● Brief:
Pick out every line in the records below that contains the string "board", and copy each one in full.

● Information shown:

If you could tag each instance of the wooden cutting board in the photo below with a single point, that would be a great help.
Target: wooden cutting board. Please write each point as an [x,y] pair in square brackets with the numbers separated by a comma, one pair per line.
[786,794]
---
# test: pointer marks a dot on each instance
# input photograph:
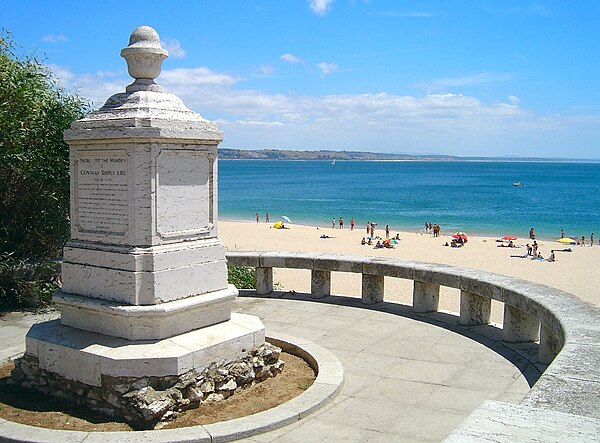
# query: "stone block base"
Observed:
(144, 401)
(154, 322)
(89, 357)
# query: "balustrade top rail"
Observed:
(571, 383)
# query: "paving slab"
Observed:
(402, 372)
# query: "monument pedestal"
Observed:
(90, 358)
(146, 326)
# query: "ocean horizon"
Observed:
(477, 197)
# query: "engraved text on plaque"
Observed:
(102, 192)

● Answer to the exercise:
If you could tag each instance of the wooden cutting board in the photo below with a single point, that would be a great help.
Target: wooden cutting board. Please write each point as an [x,y] pair in square brackets with the numbers separated by a comma, one pair per line.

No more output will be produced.